● **WHAT THE EXERCISE ASKS**: Can you copy the whole listing below word for word, omitting the pictures?

● **MATERIAL**:

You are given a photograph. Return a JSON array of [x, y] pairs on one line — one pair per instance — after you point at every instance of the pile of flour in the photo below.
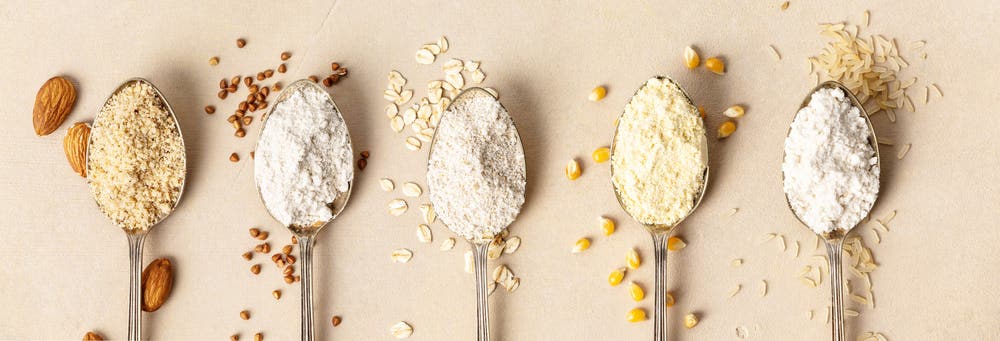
[[304, 158], [476, 172], [831, 172]]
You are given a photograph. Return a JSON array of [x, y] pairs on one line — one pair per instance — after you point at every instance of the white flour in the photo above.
[[304, 158], [475, 172], [831, 172]]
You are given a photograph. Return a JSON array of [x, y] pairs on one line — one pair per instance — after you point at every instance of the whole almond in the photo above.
[[157, 280], [52, 104], [75, 146]]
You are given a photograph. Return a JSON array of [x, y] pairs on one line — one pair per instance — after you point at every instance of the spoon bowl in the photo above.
[[480, 242], [834, 239], [660, 230], [306, 234], [137, 237]]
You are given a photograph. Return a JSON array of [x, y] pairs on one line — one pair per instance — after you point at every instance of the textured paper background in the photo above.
[[65, 266]]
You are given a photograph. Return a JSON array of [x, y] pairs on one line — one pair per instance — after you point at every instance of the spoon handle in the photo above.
[[835, 251], [305, 259], [135, 243], [660, 284], [482, 293]]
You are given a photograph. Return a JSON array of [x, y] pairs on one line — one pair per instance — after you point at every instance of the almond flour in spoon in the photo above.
[[476, 171], [137, 163], [303, 159], [831, 171]]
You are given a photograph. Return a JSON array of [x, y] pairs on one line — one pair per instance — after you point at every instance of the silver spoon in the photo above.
[[480, 244], [834, 240], [660, 231], [307, 234], [137, 237]]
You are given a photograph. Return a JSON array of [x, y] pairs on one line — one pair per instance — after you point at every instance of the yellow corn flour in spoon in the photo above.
[[659, 164]]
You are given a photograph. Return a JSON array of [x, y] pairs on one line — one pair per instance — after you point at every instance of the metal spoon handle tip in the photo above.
[[660, 287], [482, 293]]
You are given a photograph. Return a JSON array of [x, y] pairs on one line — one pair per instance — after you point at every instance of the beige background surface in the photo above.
[[65, 265]]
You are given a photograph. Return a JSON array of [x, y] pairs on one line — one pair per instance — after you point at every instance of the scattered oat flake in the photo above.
[[412, 189], [397, 207], [401, 255], [902, 151], [401, 330], [427, 210]]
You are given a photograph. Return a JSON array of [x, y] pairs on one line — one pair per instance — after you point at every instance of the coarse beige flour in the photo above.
[[476, 172], [136, 158], [658, 161]]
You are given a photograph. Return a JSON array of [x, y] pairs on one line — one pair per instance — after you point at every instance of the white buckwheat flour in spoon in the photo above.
[[831, 172], [304, 158], [476, 172]]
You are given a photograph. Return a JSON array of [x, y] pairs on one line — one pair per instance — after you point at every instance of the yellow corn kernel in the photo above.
[[601, 155], [715, 65], [636, 315], [572, 170], [691, 58], [734, 111], [632, 259], [690, 320], [726, 128], [607, 226], [581, 245], [636, 291], [675, 243], [615, 278], [597, 94]]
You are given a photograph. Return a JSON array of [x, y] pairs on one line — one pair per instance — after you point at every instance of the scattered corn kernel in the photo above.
[[675, 243], [607, 226], [690, 320], [632, 259], [616, 277], [726, 128], [636, 291], [601, 155], [597, 94], [636, 315], [715, 65], [691, 58], [573, 170], [734, 111]]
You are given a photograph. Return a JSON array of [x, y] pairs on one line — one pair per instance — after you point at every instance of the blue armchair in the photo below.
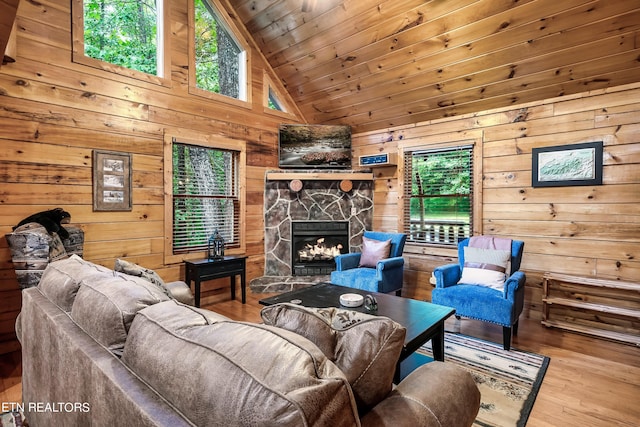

● **THE SOLUTION**:
You are given a photograph. Return a JSON array of [x, y] pairs on one line — one pair per instance — after you point at every instance of the pile of flour in the photo below.
[[304, 158], [476, 172], [831, 172]]
You are given a photograph. Return a JSON array of [x, y] pairs on one line — one pair per instance — after you point at every instance of the white flour in the photo above.
[[304, 158], [475, 172], [831, 172]]
You are given a photograph. Return a JSON array of [x, y] pairs on one line — one pair per instance — after you point at every instance of the whole almond in the photo above.
[[157, 280], [52, 104], [75, 146]]
You are given a photograph. Return a JSON array of [x, y] pairs on one line — one pair per instance — after you point at every instance of the spoon bowl in the photo above.
[[480, 242], [834, 239], [660, 230], [306, 234], [137, 237]]
You are given a photograph. Return a JSON array of [x, y] pairs on one line — one pair per instance — after you point at every instance of the textured paper background in the photo above.
[[65, 266]]
You are given a photograph. Return a JSON array of [x, y] pairs on one line — one pair per instance — after you point at every instance of the spoon handle in the photo above.
[[835, 251], [305, 259], [135, 243], [660, 284], [482, 293]]
You are given a photograph. Return a JSON array of [x, y] pairs on one line — one pair per instance — after you point at every instance of the almond flour in spoon in the photo above.
[[476, 171], [137, 163], [303, 159], [831, 171]]
You are given a photograph. Return a JSON array of [x, y] pairs on one line — one pair per instance — after you point at every instance of the silver spoon in the photo above.
[[480, 244], [834, 240], [660, 231], [307, 234], [137, 237]]
You are given a photograph. Return a JSON array of [x, y] pairs on one line — one pair per instance — after you point at every instance of the yellow corn flour in spoon in the photo above.
[[659, 164]]
You are given a photograph. Return a JSON array of [x, y] pairs on one line — one pair per instance — after you point at every instance of the metal spoon handle tip in the photo above.
[[660, 287], [482, 293]]
You are given a photograph. Return a JSON array of [x, y] pairs on one line — one pair per instance — after you point at every instance of the beige background surface in the photo above.
[[65, 265]]
You are given a photograph. Return a JSON array of [x, y] pairs on one line — one pair per instance — after you point at every instance of the scattered oat flake in the photo above.
[[412, 189], [397, 207], [401, 255], [902, 151], [401, 330], [427, 210]]
You are given a photograph. Return a JSON array of [x, y] pairs on one line — one pair per instance — after you point at every instance of the coarse beige flour in the photo above.
[[476, 172], [136, 158], [658, 161]]
You are given a photograph. Return a JSON array of [x, y] pairs on one line — one pair per instance — after you point at every instance of the white buckwheat flour in spoon in the photo above.
[[831, 172], [304, 158], [476, 172]]
You are given a photograph. Return a JSON array of [x, y] pairs on one line — one pair per instance — after you point at every instance of the yellow corn kernel in the photo above.
[[601, 155], [715, 65], [636, 315], [572, 170], [691, 58], [734, 111], [632, 259], [690, 320], [726, 128], [607, 226], [581, 245], [636, 291], [675, 243], [615, 278], [597, 94]]
You are given a photograph. Return a JSON array of [x, y] pairs on one line — one pair per instance — after you point at every instance of the scattered corn kernel in the photo above.
[[675, 243], [607, 226], [690, 320], [632, 259], [616, 277], [726, 128], [636, 291], [601, 155], [597, 94], [636, 315], [715, 65], [691, 58], [573, 170], [734, 111]]
You are given a photograph. Return a JSON array of [x, y] pairs on one line — one pair per instance — after you point at every instance of the blue armchair in the photo below.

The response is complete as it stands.